- **Brief**: Write out the following passage on FDA drug decisions and pharmaceutical policy in full, with no changes.

- **Source passage**:
Paxlovid will be available for adults and children over 12 with mild or moderate cases of COVID-19 but who are at high risk of more severe symptoms. Molnupiravir's clearance is limited to adults over the age of 18 and comes with the important caveat that it should only be used to treat people for whom other options, like Paxlovid, aren't available or appropriate.
The Biden administration's call to waive patent rights for coronavirus vaccines triggered great opposition from drug companies and pharma industry groups, which said the move will discourage future drug research and do little to increase supply. Activists argued that a waiver was needed to begin removing hurdles standing in the way of manufacturing vaccines in Asia, Africa and South America.
A patent waiver may not do much to speed the availability of vaccines. Manufacturing vaccines that use messenger RNA is a relatively new, complex and resource-intensive process. There may not be sufficient production capacity for others to boost supply.
President Joe Biden nominated Robert Califf to return as the head of the FDA. Califf, a cardiologist and researcher, served as FDA commissioner at the end of the Obama administration. After leaving government, he advised Google and its health spinoff Verily Life Sciences, taking a job leading health policy there in November 2019.
If confirmed, Califf would take over an agency heavily stressed by the pandemic and the resulting workload of reviewing new tests, vaccines and drugs for COVID-19. FDA officials have regularly cited the pandemic's burden on agency staff and a number of veteran reviewers in several departments have recently announced plans to retire or depart.
In April the FDA faced a tough choice after a panel backed speedy cancer drug approvals. A group of advisers to the FDA recommended maintaining four of six recent cancer immunotherapy approvals despite a lack of evidence the medicines help patients live longer. The meeting showcased the tradeoffs of clearing a drug before it is fully proven, as well as the scrutiny regulators face when those decisions appear to backfire. The advisory committee, made up of oncologists and patient representatives, struggled at times, not wanting to take treatment options away from cancer patients who have few.

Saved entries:

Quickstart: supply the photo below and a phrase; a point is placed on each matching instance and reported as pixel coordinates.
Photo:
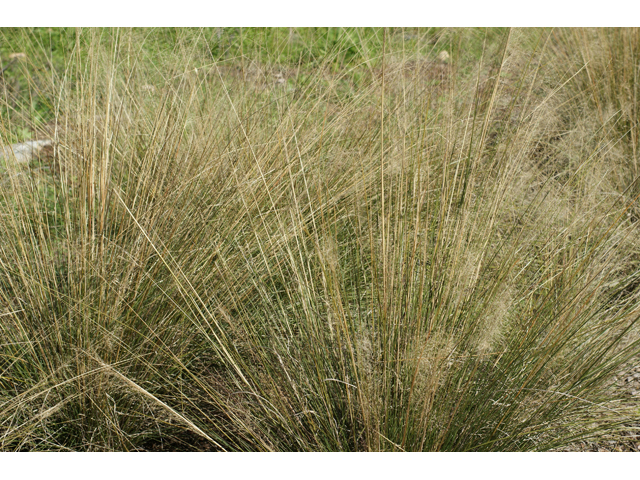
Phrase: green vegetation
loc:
(318, 239)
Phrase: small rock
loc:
(24, 152)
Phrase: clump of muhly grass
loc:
(389, 266)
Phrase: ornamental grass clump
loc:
(369, 250)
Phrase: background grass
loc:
(318, 239)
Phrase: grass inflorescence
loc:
(320, 240)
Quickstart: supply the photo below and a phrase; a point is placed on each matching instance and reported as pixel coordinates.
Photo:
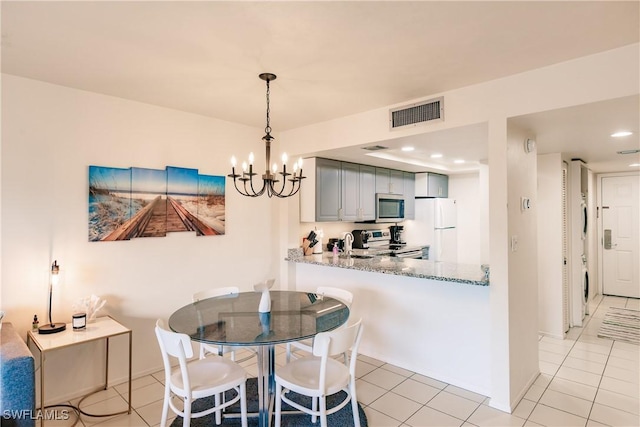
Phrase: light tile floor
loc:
(584, 381)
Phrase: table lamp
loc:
(52, 328)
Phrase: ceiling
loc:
(332, 59)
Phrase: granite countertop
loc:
(469, 274)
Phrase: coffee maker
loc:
(397, 235)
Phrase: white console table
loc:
(102, 329)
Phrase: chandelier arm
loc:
(258, 193)
(245, 193)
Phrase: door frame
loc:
(598, 243)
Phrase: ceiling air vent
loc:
(375, 148)
(411, 115)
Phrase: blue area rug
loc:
(342, 418)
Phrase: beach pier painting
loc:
(138, 202)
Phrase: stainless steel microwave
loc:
(389, 207)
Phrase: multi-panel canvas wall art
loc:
(138, 202)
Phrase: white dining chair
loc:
(320, 375)
(221, 350)
(306, 345)
(197, 379)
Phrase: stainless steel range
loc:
(380, 239)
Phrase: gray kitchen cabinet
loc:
(438, 185)
(328, 191)
(367, 195)
(409, 195)
(350, 194)
(337, 191)
(320, 195)
(358, 192)
(389, 181)
(432, 185)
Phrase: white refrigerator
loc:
(435, 223)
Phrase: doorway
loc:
(620, 234)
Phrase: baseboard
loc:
(89, 390)
(511, 406)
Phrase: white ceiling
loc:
(332, 59)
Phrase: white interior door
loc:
(620, 231)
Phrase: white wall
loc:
(550, 258)
(465, 189)
(50, 135)
(426, 326)
(523, 265)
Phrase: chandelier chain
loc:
(274, 182)
(267, 129)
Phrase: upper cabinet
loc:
(389, 181)
(358, 196)
(409, 195)
(431, 185)
(337, 191)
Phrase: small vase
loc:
(265, 302)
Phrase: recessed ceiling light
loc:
(621, 134)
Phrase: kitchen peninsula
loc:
(379, 263)
(429, 317)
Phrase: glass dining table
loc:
(234, 320)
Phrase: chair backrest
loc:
(338, 341)
(215, 292)
(337, 293)
(174, 345)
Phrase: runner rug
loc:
(342, 418)
(621, 324)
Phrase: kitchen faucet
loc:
(348, 243)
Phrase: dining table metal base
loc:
(266, 383)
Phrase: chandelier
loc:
(274, 183)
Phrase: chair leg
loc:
(278, 404)
(219, 411)
(314, 408)
(323, 411)
(243, 404)
(165, 407)
(186, 421)
(354, 404)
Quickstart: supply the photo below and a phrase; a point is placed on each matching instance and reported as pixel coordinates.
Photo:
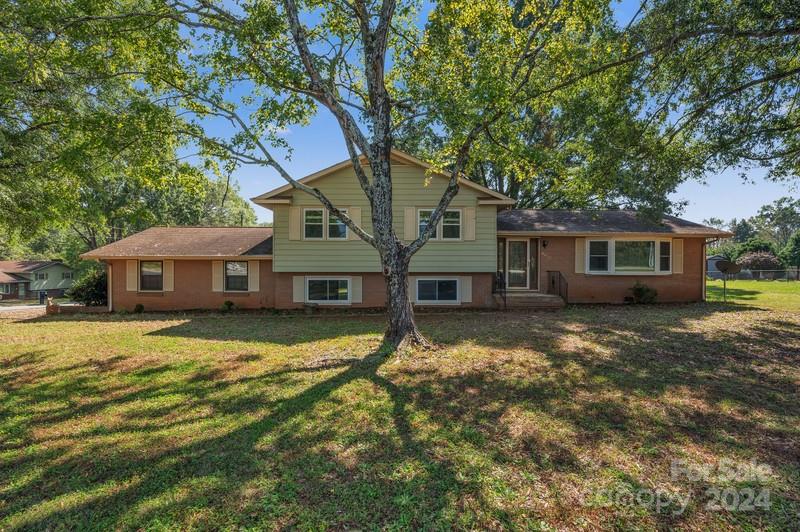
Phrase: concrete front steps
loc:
(529, 300)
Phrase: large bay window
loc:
(629, 256)
(635, 255)
(437, 291)
(328, 290)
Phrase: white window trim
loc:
(658, 255)
(419, 301)
(324, 225)
(328, 227)
(349, 299)
(439, 232)
(611, 256)
(139, 277)
(225, 277)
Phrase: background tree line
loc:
(770, 240)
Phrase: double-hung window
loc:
(235, 276)
(319, 224)
(337, 229)
(313, 224)
(598, 255)
(665, 256)
(151, 276)
(449, 227)
(423, 219)
(437, 291)
(328, 291)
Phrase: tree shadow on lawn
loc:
(417, 442)
(732, 294)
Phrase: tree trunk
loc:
(401, 330)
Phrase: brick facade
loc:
(193, 279)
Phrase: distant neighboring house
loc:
(25, 279)
(483, 253)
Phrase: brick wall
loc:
(559, 255)
(192, 289)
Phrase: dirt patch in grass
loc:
(519, 420)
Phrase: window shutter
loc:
(169, 276)
(466, 289)
(356, 290)
(355, 215)
(677, 255)
(580, 255)
(217, 275)
(469, 223)
(295, 223)
(298, 289)
(410, 223)
(132, 277)
(253, 276)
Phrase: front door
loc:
(517, 264)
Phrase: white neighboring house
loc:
(27, 279)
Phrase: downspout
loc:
(109, 285)
(706, 242)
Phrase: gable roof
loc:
(10, 278)
(558, 221)
(398, 156)
(191, 242)
(27, 266)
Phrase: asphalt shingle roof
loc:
(190, 242)
(597, 221)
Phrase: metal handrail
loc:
(557, 284)
(500, 288)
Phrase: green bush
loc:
(90, 289)
(643, 293)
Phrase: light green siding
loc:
(412, 188)
(54, 279)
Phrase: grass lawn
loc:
(18, 302)
(537, 421)
(783, 295)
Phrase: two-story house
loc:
(27, 279)
(484, 253)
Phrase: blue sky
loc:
(320, 144)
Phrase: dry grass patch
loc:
(518, 421)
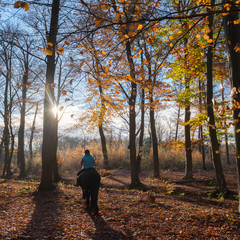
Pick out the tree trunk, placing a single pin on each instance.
(49, 145)
(135, 181)
(225, 132)
(202, 147)
(188, 147)
(6, 135)
(156, 173)
(104, 147)
(21, 131)
(232, 33)
(30, 163)
(100, 127)
(177, 123)
(140, 144)
(210, 113)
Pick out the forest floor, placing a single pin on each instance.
(169, 209)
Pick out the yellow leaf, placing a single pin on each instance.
(117, 15)
(206, 37)
(97, 22)
(236, 21)
(60, 50)
(21, 4)
(140, 26)
(48, 52)
(104, 7)
(150, 40)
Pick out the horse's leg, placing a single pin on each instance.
(84, 191)
(87, 200)
(94, 199)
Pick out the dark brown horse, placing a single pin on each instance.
(89, 181)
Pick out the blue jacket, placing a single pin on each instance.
(88, 161)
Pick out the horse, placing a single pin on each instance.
(89, 181)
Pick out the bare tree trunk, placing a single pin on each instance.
(177, 123)
(211, 121)
(140, 144)
(225, 132)
(232, 33)
(30, 163)
(188, 147)
(21, 131)
(135, 181)
(49, 145)
(100, 127)
(156, 173)
(202, 147)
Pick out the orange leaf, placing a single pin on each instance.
(60, 50)
(140, 26)
(48, 52)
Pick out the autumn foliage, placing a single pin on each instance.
(167, 210)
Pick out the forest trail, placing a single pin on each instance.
(169, 209)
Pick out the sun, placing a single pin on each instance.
(57, 111)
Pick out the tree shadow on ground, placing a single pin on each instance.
(105, 231)
(45, 222)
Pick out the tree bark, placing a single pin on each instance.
(21, 131)
(141, 135)
(135, 181)
(232, 33)
(30, 161)
(202, 147)
(225, 133)
(187, 129)
(49, 145)
(156, 172)
(210, 113)
(188, 147)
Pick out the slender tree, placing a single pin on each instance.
(232, 33)
(211, 120)
(49, 145)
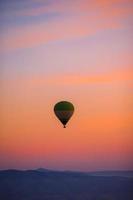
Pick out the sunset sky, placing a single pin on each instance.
(75, 50)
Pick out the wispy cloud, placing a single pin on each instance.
(76, 27)
(77, 19)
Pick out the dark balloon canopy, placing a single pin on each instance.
(64, 111)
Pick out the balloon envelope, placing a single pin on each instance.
(64, 111)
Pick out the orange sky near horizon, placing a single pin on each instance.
(80, 51)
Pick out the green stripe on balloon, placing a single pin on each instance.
(64, 111)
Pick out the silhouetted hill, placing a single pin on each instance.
(55, 185)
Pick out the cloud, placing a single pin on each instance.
(65, 29)
(77, 19)
(120, 76)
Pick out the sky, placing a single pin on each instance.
(75, 50)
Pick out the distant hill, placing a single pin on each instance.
(43, 184)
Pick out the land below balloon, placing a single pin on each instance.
(44, 184)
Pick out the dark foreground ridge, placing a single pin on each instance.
(43, 184)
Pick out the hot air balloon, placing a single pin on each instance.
(64, 111)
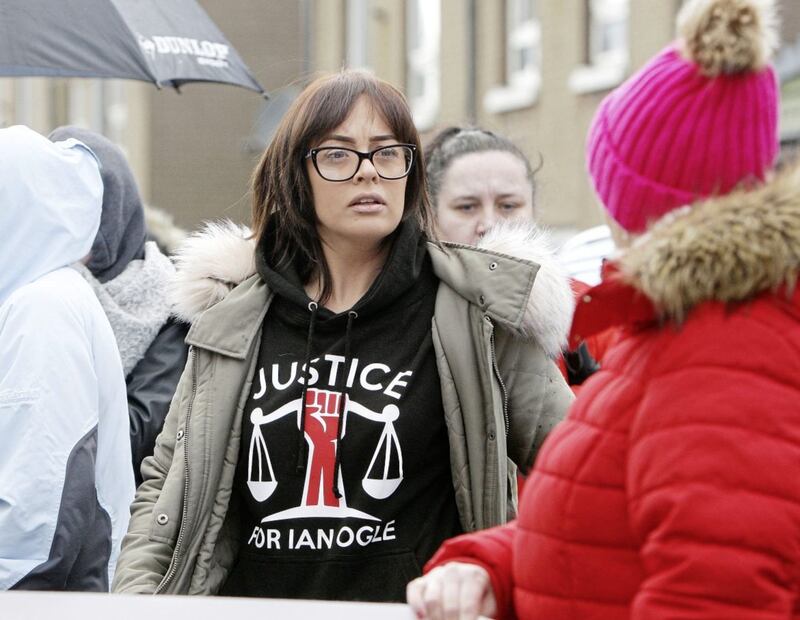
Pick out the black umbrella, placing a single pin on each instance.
(167, 42)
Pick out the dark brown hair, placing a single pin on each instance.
(454, 142)
(282, 198)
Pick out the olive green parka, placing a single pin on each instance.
(499, 320)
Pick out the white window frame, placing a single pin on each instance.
(606, 68)
(24, 98)
(423, 61)
(522, 83)
(357, 34)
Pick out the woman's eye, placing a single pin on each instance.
(390, 153)
(336, 154)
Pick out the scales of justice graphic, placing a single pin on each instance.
(321, 431)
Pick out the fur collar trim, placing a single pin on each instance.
(726, 249)
(549, 308)
(211, 262)
(135, 302)
(218, 257)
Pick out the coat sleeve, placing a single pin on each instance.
(48, 446)
(151, 386)
(490, 549)
(713, 494)
(146, 555)
(538, 396)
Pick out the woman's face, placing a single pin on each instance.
(364, 210)
(478, 190)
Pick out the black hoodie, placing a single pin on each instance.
(346, 497)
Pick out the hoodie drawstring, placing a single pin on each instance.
(301, 448)
(351, 316)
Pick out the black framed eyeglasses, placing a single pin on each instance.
(336, 163)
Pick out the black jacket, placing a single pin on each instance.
(151, 385)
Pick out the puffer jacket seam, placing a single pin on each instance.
(646, 436)
(726, 488)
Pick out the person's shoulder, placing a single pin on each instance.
(54, 300)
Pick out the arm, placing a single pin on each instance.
(712, 494)
(151, 386)
(538, 396)
(48, 439)
(146, 555)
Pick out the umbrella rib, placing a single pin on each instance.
(124, 21)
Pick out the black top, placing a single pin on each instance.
(353, 505)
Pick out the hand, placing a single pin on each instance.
(455, 591)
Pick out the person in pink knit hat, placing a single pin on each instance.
(670, 491)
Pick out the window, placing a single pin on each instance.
(423, 63)
(523, 58)
(607, 55)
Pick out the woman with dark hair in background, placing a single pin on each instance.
(356, 392)
(480, 180)
(671, 489)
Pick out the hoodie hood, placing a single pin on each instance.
(400, 272)
(122, 231)
(217, 258)
(51, 196)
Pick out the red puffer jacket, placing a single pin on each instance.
(672, 489)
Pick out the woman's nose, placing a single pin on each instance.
(485, 222)
(366, 170)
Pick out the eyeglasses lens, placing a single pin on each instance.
(391, 162)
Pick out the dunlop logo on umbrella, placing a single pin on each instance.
(206, 52)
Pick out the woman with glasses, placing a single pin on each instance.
(356, 392)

- **Answer section**:
Paxlovid will be available for adults and children over 12 with mild or moderate cases of COVID-19 but who are at high risk of more severe symptoms. Molnupiravir's clearance is limited to adults over the age of 18 and comes with the important caveat that it should only be used to treat people for whom other options, like Paxlovid, aren't available or appropriate.
The Biden administration's call to waive patent rights for coronavirus vaccines triggered great opposition from drug companies and pharma industry groups, which said the move will discourage future drug research and do little to increase supply. Activists argued that a waiver was needed to begin removing hurdles standing in the way of manufacturing vaccines in Asia, Africa and South America.
A patent waiver may not do much to speed the availability of vaccines. Manufacturing vaccines that use messenger RNA is a relatively new, complex and resource-intensive process. There may not be sufficient production capacity for others to boost supply.
President Joe Biden nominated Robert Califf to return as the head of the FDA. Califf, a cardiologist and researcher, served as FDA commissioner at the end of the Obama administration. After leaving government, he advised Google and its health spinoff Verily Life Sciences, taking a job leading health policy there in November 2019.
If confirmed, Califf would take over an agency heavily stressed by the pandemic and the resulting workload of reviewing new tests, vaccines and drugs for COVID-19. FDA officials have regularly cited the pandemic's burden on agency staff and a number of veteran reviewers in several departments have recently announced plans to retire or depart.
In April the FDA faced a tough choice after a panel backed speedy cancer drug approvals. A group of advisers to the FDA recommended maintaining four of six recent cancer immunotherapy approvals despite a lack of evidence the medicines help patients live longer. The meeting showcased the tradeoffs of clearing a drug before it is fully proven, as well as the scrutiny regulators face when those decisions appear to backfire. The advisory committee, made up of oncologists and patient representatives, struggled at times, not wanting to take treatment options away from cancer patients who have few.